**** Extract provided ****

In a milestone for its pan-Africa mission, Africa Finance Corporation, one of the region’s biggest investors in infrastructure development, today announces that it has exceeded 30 member states, representing more than half the continent.
Membership by Burkina Faso, Democratic Republic of Congo and Morocco, all in the first quarter of 2021, brings the total number of AFC member states to 31, an increase from 26 members a year ago.
“This is a landmark achievement for AFC as we continue to expand our footprint across the continent,” said Samaila Zubairu, President & CEO of AFC. “It is my pleasure to welcome the Republic of Burkina Faso, Democratic Republic of Congo and the Kingdom of Morocco as member countries of AFC. With this expanded membership and our technical expertise, we are empowered to deliver critical infrastructure with a greater focus on energy, renewables and digital infrastructure rebuilding a more resilient and sustainable economy post-COVID-19.”
With a mission of bridging Africa’s infrastructure gap, AFC has invested over $8.7 billion in 35 countries across Africa, utilising its unique access to global capital markets to drive development, integrate the continent’s economies, and transform lives. Recent examples include a €130 million investment in the Agency for Aerial Navigation Safety in Africa and Madagascar, which provides air traffic management services; US$62.2 million funding for the 60MW Red Sea Wind Power project in Djibouti; and a US$150 million investment into the ARISE Special Economic Zone assets in Benin and Togo, with a strategic vision to build competitive industrial and logistics ecosystems.
Member countries enjoy significant benefits including increased investment allocation, preferred access to AFC’s structuring and lending solutions for sovereign states, reduced debt costs for projects, and access to the Corporation’s Public Sector Advisory and Project Development facilities. These interventions aim to help member states address critical infrastructure gaps across AFC’s core sectors of power, transportation, natural resources, telecommunications, and heavy industry.
In return, member governments facilitate AFC’s investment process by granting privileges and diplomatic immunities commensurate with the Corporation’s multilateral status. This helps to reduce the cost of debt financing and improve bankability of projects, while allowing the Corporation to mobilize global funding for the continent’s economic development.

**** Data provided ****

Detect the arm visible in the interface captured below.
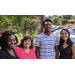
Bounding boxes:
[35,46,40,59]
[72,44,75,59]
[55,46,59,59]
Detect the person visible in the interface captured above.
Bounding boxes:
[35,19,59,59]
[15,35,37,59]
[0,32,19,59]
[59,29,75,59]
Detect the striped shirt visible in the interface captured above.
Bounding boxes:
[35,33,59,59]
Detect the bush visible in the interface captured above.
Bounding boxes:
[3,29,18,34]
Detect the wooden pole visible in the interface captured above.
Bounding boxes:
[41,15,45,33]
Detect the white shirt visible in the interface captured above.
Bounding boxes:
[35,33,59,59]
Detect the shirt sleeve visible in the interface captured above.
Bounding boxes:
[55,37,59,46]
[35,36,40,47]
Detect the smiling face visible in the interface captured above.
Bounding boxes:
[44,21,52,32]
[7,35,16,49]
[60,30,69,41]
[23,39,31,48]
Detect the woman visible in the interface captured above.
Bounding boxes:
[59,29,75,59]
[15,36,37,59]
[0,32,19,59]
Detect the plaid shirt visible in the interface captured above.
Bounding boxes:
[35,33,59,59]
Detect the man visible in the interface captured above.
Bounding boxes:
[35,19,59,59]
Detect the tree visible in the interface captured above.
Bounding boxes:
[52,17,59,25]
[61,19,68,25]
[60,15,72,25]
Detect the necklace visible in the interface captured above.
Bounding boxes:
[23,48,30,59]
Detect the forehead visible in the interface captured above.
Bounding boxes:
[45,21,52,24]
[8,35,15,40]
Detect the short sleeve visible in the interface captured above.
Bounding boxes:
[35,36,40,47]
[55,37,59,46]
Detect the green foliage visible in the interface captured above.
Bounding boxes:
[61,19,68,25]
[3,29,18,34]
[52,17,58,25]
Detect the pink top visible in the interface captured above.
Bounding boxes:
[15,47,37,59]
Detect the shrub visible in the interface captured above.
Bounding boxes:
[3,29,18,34]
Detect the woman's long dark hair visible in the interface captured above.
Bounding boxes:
[18,35,33,49]
[0,32,18,49]
[59,29,72,45]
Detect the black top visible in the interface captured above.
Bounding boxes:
[0,49,19,59]
[59,43,74,59]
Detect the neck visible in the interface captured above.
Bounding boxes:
[44,32,51,36]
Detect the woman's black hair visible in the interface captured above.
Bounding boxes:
[18,35,33,49]
[59,29,72,45]
[0,32,18,49]
[43,19,52,26]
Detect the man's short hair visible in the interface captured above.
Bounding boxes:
[43,19,52,26]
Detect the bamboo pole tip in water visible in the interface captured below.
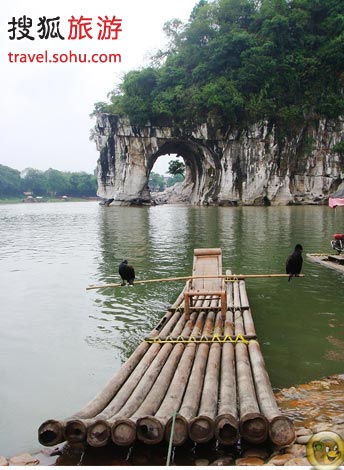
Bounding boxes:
[136,416,164,444]
[111,418,136,446]
[64,419,87,443]
[87,419,111,447]
[239,413,269,444]
[165,415,188,446]
[269,416,295,446]
[215,414,239,445]
[189,415,215,444]
[38,419,65,446]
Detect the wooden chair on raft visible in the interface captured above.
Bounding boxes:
[184,248,227,320]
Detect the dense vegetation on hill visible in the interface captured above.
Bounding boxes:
[0,165,97,197]
[95,0,344,132]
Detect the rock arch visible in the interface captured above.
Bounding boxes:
[92,113,344,205]
[93,114,223,205]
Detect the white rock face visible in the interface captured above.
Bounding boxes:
[93,114,344,205]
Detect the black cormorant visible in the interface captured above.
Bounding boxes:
[118,259,135,286]
[285,244,303,281]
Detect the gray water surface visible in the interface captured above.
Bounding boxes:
[0,202,344,456]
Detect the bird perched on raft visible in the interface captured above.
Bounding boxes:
[118,259,135,286]
[285,243,303,282]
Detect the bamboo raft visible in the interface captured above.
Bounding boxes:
[307,253,344,273]
[38,249,295,447]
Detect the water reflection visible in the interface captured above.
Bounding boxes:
[95,206,344,388]
[0,203,344,455]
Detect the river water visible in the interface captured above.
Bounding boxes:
[0,202,344,456]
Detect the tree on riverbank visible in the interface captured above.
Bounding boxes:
[95,0,344,131]
[0,165,97,197]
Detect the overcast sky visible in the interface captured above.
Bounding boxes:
[0,0,197,173]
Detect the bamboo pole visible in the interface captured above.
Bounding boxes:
[111,344,185,446]
[239,280,250,310]
[87,344,173,447]
[226,269,234,309]
[111,312,196,446]
[248,341,295,446]
[234,309,245,335]
[215,311,239,445]
[235,343,268,444]
[85,306,192,447]
[137,311,205,444]
[86,273,304,290]
[38,320,165,446]
[188,312,222,444]
[165,312,218,446]
[65,343,161,447]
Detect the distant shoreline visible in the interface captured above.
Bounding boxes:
[0,196,101,204]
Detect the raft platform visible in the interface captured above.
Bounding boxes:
[307,253,344,273]
[38,248,295,447]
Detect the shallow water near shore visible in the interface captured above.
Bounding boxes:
[0,202,344,458]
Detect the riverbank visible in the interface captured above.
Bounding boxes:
[0,374,344,467]
[0,196,101,204]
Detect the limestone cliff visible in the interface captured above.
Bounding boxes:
[93,114,344,205]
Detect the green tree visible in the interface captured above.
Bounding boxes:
[148,171,165,191]
[22,168,47,196]
[168,160,185,176]
[0,165,21,197]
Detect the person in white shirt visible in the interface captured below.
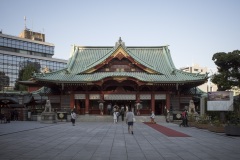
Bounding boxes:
[126,109,135,134]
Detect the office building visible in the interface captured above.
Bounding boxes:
[0,29,67,92]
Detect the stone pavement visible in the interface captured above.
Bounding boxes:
[0,121,240,160]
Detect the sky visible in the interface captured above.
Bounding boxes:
[0,0,240,69]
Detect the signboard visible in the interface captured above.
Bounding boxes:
[207,91,233,111]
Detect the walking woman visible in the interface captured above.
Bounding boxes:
[126,109,135,134]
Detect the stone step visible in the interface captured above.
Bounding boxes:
[76,115,166,122]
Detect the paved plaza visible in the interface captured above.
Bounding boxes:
[0,121,240,160]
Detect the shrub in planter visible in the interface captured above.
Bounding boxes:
[208,119,225,133]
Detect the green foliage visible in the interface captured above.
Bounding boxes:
[188,114,196,122]
[212,50,240,91]
[226,99,240,126]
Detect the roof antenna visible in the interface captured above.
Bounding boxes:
[24,16,27,30]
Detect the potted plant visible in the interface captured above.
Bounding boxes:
[208,117,225,133]
[225,98,240,136]
[188,114,197,127]
[196,114,211,129]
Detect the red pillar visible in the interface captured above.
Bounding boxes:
[166,93,171,111]
[85,94,89,114]
[70,92,75,110]
[151,93,155,113]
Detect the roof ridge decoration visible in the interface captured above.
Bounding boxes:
[114,37,126,49]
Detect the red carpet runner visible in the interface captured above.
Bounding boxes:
[144,122,191,137]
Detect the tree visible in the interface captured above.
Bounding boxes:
[14,63,39,91]
[212,50,240,91]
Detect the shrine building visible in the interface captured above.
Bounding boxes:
[25,38,208,115]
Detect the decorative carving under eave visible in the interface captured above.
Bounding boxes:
[113,77,127,82]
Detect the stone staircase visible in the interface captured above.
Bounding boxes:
[76,115,166,122]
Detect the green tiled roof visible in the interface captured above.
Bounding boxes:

****

Rewrite the AFC membership announcement from "Membership by Burkina" to "a year ago.", putting "one year earlier" in place of "a year ago".

Membership by Burkina Faso, Democratic Republic of Congo and Morocco, all in the first quarter of 2021, brings the total number of AFC member states to 31, an increase from 26 members one year earlier.